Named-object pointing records
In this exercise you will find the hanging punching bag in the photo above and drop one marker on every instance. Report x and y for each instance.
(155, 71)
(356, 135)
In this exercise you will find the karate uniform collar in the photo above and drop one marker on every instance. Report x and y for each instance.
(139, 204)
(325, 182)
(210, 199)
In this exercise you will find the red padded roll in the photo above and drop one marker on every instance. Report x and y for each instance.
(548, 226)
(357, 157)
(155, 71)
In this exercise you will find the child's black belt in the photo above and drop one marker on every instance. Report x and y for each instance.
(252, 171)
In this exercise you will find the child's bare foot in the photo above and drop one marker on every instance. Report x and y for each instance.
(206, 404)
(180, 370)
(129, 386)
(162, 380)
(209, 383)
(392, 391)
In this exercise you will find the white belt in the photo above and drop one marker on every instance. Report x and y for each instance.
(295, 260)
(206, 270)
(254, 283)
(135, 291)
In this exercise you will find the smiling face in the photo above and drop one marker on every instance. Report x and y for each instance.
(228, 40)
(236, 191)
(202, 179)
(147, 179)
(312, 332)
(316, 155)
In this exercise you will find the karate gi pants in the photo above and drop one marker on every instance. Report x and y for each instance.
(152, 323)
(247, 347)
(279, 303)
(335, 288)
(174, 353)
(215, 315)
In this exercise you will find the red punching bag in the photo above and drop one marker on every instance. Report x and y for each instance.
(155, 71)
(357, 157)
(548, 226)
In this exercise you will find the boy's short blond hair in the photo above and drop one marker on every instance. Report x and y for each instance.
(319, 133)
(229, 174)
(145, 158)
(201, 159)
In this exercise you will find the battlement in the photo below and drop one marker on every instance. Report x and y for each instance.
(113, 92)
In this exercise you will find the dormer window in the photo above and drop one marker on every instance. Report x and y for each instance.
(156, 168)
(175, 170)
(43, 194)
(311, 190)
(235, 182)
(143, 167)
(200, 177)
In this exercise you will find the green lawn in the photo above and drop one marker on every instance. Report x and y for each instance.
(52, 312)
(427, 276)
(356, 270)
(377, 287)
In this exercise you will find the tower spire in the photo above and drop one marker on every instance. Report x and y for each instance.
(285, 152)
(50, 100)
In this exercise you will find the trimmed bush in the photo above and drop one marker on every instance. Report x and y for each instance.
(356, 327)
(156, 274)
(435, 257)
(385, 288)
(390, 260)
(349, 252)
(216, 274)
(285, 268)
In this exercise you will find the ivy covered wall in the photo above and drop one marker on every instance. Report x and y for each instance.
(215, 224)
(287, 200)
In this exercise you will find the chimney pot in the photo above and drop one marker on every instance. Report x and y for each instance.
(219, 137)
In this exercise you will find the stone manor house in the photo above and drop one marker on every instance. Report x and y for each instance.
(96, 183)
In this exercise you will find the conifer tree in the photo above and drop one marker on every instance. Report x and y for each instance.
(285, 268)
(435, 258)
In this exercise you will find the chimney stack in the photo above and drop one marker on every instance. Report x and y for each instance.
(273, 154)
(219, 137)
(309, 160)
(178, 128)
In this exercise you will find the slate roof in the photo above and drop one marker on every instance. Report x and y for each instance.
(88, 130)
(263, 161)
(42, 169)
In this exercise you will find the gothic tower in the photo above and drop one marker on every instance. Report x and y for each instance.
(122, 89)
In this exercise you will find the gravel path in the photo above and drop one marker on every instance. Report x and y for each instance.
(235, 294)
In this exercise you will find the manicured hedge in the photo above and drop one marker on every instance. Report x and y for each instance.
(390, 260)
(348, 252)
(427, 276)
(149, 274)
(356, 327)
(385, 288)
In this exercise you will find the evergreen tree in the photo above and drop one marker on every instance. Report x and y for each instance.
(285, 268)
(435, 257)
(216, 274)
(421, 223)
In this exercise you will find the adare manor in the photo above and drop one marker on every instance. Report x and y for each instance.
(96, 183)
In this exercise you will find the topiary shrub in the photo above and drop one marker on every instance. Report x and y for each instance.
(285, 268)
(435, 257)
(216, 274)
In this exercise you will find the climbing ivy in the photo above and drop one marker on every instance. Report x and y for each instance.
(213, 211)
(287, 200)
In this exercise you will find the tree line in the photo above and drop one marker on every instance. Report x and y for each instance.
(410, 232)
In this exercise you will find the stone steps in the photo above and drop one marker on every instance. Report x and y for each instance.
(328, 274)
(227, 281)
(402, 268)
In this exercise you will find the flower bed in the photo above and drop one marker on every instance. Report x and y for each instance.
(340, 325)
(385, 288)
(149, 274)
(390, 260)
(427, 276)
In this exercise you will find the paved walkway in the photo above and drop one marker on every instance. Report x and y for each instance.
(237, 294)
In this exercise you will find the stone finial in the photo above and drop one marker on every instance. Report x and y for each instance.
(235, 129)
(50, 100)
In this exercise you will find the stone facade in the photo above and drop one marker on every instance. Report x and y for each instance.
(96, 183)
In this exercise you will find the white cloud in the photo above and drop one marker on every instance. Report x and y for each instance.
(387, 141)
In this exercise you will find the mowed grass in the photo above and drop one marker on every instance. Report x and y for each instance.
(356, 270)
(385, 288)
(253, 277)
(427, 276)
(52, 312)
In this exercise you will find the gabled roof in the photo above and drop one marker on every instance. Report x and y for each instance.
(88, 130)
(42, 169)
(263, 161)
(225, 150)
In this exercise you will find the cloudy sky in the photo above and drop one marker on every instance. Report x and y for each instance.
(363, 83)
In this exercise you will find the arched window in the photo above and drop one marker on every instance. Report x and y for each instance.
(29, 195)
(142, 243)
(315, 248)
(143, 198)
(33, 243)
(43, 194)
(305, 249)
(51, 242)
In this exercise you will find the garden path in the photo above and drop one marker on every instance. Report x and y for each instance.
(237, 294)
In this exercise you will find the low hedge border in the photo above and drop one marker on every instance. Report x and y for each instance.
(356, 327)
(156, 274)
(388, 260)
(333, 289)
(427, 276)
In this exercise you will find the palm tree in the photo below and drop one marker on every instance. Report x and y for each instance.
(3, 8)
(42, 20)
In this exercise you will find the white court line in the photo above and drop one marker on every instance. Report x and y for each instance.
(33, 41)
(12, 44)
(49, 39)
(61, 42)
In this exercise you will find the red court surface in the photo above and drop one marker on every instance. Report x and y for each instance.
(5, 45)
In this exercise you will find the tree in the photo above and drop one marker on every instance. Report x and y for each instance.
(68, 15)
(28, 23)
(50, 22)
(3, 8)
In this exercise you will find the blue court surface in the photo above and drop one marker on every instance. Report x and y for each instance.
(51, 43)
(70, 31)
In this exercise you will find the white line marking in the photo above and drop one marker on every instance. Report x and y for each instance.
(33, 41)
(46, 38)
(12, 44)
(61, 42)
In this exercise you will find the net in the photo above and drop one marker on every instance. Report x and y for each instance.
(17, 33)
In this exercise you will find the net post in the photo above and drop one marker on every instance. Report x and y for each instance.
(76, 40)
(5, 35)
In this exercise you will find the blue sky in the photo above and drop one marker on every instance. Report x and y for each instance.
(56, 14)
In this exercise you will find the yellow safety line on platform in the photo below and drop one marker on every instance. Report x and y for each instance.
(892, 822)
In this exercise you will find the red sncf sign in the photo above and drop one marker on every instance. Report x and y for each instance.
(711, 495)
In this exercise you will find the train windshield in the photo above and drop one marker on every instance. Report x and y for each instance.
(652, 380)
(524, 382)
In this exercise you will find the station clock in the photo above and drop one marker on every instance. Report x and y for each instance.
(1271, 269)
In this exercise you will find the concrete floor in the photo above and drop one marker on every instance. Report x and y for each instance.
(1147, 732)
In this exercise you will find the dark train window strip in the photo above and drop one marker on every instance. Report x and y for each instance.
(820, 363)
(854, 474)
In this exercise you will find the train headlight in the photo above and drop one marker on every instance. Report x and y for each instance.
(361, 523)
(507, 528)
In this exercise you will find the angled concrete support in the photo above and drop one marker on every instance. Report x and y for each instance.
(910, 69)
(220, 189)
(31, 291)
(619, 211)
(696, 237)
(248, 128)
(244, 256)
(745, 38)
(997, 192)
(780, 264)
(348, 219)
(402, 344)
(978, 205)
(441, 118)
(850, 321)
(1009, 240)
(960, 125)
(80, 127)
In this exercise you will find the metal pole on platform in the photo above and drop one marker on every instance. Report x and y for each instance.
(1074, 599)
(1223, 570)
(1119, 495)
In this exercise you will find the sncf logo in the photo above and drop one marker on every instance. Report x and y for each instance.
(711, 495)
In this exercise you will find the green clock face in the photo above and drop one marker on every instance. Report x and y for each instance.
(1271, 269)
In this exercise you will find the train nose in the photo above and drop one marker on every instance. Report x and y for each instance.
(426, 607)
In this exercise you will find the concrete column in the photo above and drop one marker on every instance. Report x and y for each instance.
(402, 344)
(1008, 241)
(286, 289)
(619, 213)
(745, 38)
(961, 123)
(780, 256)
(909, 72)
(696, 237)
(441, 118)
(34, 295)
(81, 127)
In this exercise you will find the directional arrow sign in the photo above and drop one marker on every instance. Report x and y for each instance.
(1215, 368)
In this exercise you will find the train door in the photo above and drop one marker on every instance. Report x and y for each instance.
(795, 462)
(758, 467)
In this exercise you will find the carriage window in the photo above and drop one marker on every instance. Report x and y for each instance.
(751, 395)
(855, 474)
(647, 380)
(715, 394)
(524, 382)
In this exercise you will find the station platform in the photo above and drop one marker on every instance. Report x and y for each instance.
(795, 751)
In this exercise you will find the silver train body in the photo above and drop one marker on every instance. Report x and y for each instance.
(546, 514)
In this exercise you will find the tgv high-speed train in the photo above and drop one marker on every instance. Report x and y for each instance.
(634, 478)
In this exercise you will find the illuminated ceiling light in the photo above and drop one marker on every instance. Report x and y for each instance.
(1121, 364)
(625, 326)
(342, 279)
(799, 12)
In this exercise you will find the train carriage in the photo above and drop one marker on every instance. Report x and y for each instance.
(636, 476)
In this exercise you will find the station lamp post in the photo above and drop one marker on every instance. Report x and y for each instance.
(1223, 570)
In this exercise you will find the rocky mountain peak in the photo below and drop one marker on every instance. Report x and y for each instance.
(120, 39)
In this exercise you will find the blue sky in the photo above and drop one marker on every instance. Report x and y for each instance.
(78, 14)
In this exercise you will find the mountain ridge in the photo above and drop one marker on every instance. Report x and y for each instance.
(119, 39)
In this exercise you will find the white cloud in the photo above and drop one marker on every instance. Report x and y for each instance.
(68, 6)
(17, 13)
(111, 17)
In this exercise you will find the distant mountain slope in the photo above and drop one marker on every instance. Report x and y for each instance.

== EXERCISE OBJECTIVE ==
Output, unchanged, the lines from the line with "In this exercise you will find the train door" through the final line of the material.

== WRITTEN ANSWER ==
In this exercise you will find the train door in the photo above and drop one marker on every instance. Report x and y for each instance.
(795, 462)
(758, 467)
In this exercise you will find the carriage window in the photo above and drop one marker on every instance. Report x and y for each instance.
(751, 395)
(855, 474)
(647, 380)
(715, 394)
(524, 382)
In this exercise you will find the station platform in the photo above and drop one marker on every instance. Report x and y for each instance.
(795, 751)
In this exercise you will find the silver train body in the photo above and drop one marker on every instance. Report x and y for each instance.
(546, 514)
In this exercise you will find the tgv high-speed train in the photo above and drop one marker on every instance. Report x and y for each instance.
(634, 478)
In this exercise you will find the illuminated ceiling light in the photo above and drop one marker on every instance. Report x and y for each instance.
(1121, 364)
(625, 326)
(342, 279)
(799, 12)
In this exercise you will find the train carriage in the photo above and drop one marker on every instance. Report x and y for each instance.
(636, 476)
In this exercise you will find the station lamp post in the photo above and drop one marker on every instance. Report x and y for each instance.
(1223, 570)
In this exercise you will find the rocky mountain peak in the photo below and drop one marker on every instance. Report x and y for each instance.
(120, 39)
In this exercise you will find the blue sky in the photo above and drop one marker on every instance. Report x and y for each instance.
(78, 14)
In this exercise you will find the mountain ridge in the photo above and drop one marker on every instance. Report x and y for each instance.
(119, 39)
In this exercise you will find the white cloud in the photo above and drop one marker on every instance. Report x and y for each instance.
(68, 6)
(17, 13)
(111, 17)
In this exercise you will find the distant mountain slope in the photo above and drop one marker on every instance. Report x and y for each instance.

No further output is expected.